Data shown –
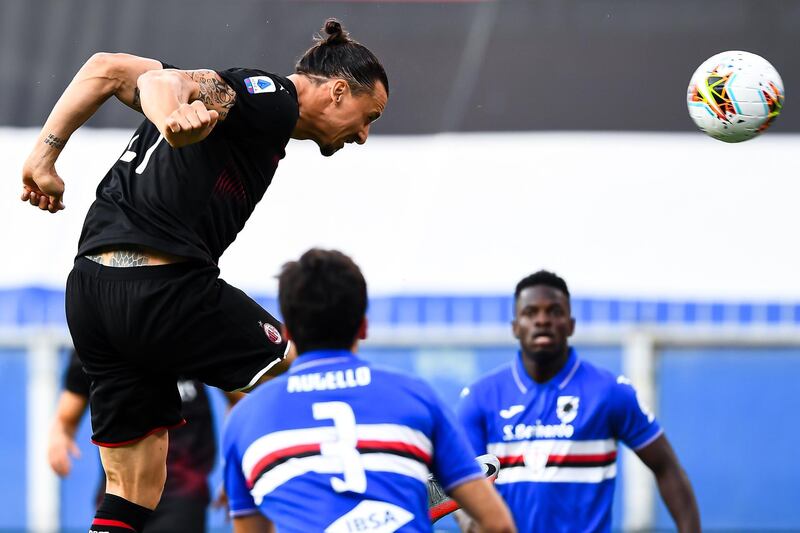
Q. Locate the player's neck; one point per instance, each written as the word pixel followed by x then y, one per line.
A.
pixel 542 367
pixel 303 129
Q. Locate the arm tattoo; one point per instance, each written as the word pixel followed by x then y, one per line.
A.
pixel 121 258
pixel 137 100
pixel 215 93
pixel 56 142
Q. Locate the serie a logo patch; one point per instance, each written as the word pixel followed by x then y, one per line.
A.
pixel 259 84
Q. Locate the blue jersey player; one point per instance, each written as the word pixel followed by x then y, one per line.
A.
pixel 554 421
pixel 336 444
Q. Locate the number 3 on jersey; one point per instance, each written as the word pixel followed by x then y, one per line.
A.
pixel 344 447
pixel 130 155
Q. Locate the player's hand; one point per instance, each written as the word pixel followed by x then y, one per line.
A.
pixel 41 185
pixel 188 124
pixel 59 450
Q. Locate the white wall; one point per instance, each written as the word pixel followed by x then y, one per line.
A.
pixel 671 215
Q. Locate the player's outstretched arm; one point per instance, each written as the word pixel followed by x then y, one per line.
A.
pixel 482 502
pixel 61 445
pixel 185 105
pixel 673 484
pixel 102 76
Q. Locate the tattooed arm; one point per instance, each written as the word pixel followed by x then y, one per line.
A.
pixel 185 105
pixel 102 76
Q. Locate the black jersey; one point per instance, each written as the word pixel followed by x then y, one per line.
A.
pixel 192 447
pixel 193 201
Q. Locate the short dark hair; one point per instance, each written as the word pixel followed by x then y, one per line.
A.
pixel 323 299
pixel 542 277
pixel 339 56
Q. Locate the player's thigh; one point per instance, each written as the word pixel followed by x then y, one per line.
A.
pixel 176 513
pixel 235 341
pixel 137 470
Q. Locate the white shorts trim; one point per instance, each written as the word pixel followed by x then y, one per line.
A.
pixel 264 370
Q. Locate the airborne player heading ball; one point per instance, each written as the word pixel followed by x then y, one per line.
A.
pixel 144 301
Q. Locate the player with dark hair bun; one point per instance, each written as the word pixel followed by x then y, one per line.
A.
pixel 144 300
pixel 338 56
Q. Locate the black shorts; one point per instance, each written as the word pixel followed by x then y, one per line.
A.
pixel 136 329
pixel 177 513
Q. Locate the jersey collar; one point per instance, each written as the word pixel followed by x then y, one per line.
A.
pixel 321 357
pixel 524 382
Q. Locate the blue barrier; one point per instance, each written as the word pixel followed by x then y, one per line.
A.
pixel 33 305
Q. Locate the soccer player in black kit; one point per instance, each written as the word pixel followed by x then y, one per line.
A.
pixel 144 301
pixel 191 456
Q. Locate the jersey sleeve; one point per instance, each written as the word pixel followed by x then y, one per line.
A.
pixel 75 379
pixel 240 502
pixel 263 108
pixel 453 458
pixel 471 417
pixel 631 422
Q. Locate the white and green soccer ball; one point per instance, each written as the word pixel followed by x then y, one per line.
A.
pixel 734 96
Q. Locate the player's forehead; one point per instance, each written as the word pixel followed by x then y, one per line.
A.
pixel 541 296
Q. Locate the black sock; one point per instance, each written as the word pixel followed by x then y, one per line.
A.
pixel 118 515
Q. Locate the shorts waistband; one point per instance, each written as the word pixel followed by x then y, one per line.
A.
pixel 170 270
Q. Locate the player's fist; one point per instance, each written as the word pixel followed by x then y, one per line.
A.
pixel 42 186
pixel 188 124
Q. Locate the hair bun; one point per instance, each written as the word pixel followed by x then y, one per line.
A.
pixel 336 34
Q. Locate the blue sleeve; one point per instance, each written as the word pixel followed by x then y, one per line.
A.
pixel 471 418
pixel 453 459
pixel 240 502
pixel 631 422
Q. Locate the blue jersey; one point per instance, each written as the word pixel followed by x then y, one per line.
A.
pixel 556 441
pixel 338 445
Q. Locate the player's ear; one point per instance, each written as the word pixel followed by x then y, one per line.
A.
pixel 338 89
pixel 362 329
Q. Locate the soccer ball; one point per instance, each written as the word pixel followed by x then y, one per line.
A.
pixel 734 96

Exercise goal –
Reproduce all of the rows above with "one point per instance" replaced by "a single point for each instance" and everything else left unchanged. Omit the pictures from your answer.

Completed exercise –
Q. Locate the player's neck; a single point for each instance, each written as the word pixel followed by x then y, one per line.
A.
pixel 542 367
pixel 303 129
Q. Locate the arm tattoo; a single point for each instance, each written as the word pixel followed by x then y, one per line.
A.
pixel 121 258
pixel 137 100
pixel 215 93
pixel 56 142
Q. Locate the serie a logo patch; a single point for each instance, each written as the word pixel followed by x then y, one per line.
A.
pixel 259 84
Q. Locate the blue jersey player; a single point for each instance, each written as the word pixel followed by x then y, one per line.
A.
pixel 554 421
pixel 336 444
Q. Locate the number 3 on jersey; a single point for each instance, each written as the word pixel followed by x then y, one per line.
A.
pixel 344 447
pixel 130 155
Q. Locate the player's hand; a single point for each instance, each written as the word pixel followed by x then y, one per line.
A.
pixel 41 185
pixel 188 124
pixel 59 450
Q. Locate the white wall; a single point for each instance, each written as the word pixel followed by x then y, one per line.
A.
pixel 671 215
Q. Locate the player's outstretched arm; a single point for each instance, each written as the word pixel followed by x then y, one per line.
A.
pixel 482 502
pixel 61 445
pixel 185 105
pixel 673 484
pixel 102 76
Q. Locate the tattooed arm; a single point for each instance, each written as the word pixel followed by x then y, one per line.
A.
pixel 185 105
pixel 102 76
Q. Locate the black jersey; a single point for each instance, each written as the word pixel followed by x then y, one per line.
A.
pixel 192 447
pixel 193 201
Q. Locate the short dark hair; a single point for each instance, each written as the word pixel followed by x then y, one per line.
A.
pixel 323 299
pixel 542 277
pixel 339 56
Q. Locate the player's thigh; a single point for each instance, each written as the word pixel followed by x then y, one per line.
A.
pixel 176 513
pixel 235 341
pixel 137 470
Q. Locate the white shorts trim; a single point for each instance, each written as the word pixel followed by x then y, one per line.
A.
pixel 264 370
Q. Locate the airborne player heading ball; a single point for each instance, each written as the word pixel followed by x then y, one per line.
A.
pixel 144 301
Q. Locate the player with dark hair bun; a single point for each instance, each written as the word pixel followed by x then y, one per line.
A.
pixel 144 300
pixel 338 56
Q. Locate the black shorts; a single point for each instance, each written as the word pixel followed by x then y, one per line.
A.
pixel 136 329
pixel 177 513
Q. Locate the jersey collar; a single point for each instance, each written as the word pixel followed by x then y, one per line.
A.
pixel 321 357
pixel 524 382
Q. Locate the blue barrier; a single point for each instance, each written as the word pixel followed by x then y, one per line.
A.
pixel 33 305
Q. Locate the soccer player in black kit; a single point for each instance, each written as the word pixel followed by x then y, one per line.
A.
pixel 144 301
pixel 191 456
Q. Locate the jersey sleeve; a single point for each instance, each written as the word pixel followed by x then y, one per line.
A.
pixel 75 379
pixel 240 502
pixel 263 108
pixel 453 458
pixel 471 417
pixel 631 422
Q. Locate the white and green soccer ball; a single point for each instance, each written as the word pixel followed by x then y, one per line.
A.
pixel 734 96
Q. Locate the player's forehead; a single point for each instance, each written as the word pixel followed by x then y, one per line.
A.
pixel 541 296
Q. Locate the black sock; a single point for each instance, each written as the word pixel followed by x then y, one per line.
A.
pixel 118 515
Q. Locate the shorts waistband; a single point for each instance, each written as the word pixel followed by x then y, one per line.
A.
pixel 170 270
Q. Locate the player's fist; a single point for each instance, each written as the word pixel followed by x then y, one per line.
A.
pixel 42 186
pixel 188 124
Q. Locate the hair bun; a single point for each instance, each written as the word pixel followed by x then y, one per line.
A.
pixel 336 34
Q. Locate the blue sleeve; a single point for each instance, each written as the word pixel followed by x then y, one per line.
A.
pixel 471 418
pixel 453 459
pixel 240 502
pixel 631 422
Q. Locate the blue jersey; a single point for each instance, each written as the word pixel followed by x then y, one per line.
A.
pixel 556 441
pixel 338 445
Q. Locate the player's ear; a single point for each instance, each written as the word pixel followed by x then y, one per line.
A.
pixel 338 89
pixel 362 329
Q. Locate the soccer ball; a single point for each instance, each written as the word pixel followed by x then y, one per line.
A.
pixel 734 96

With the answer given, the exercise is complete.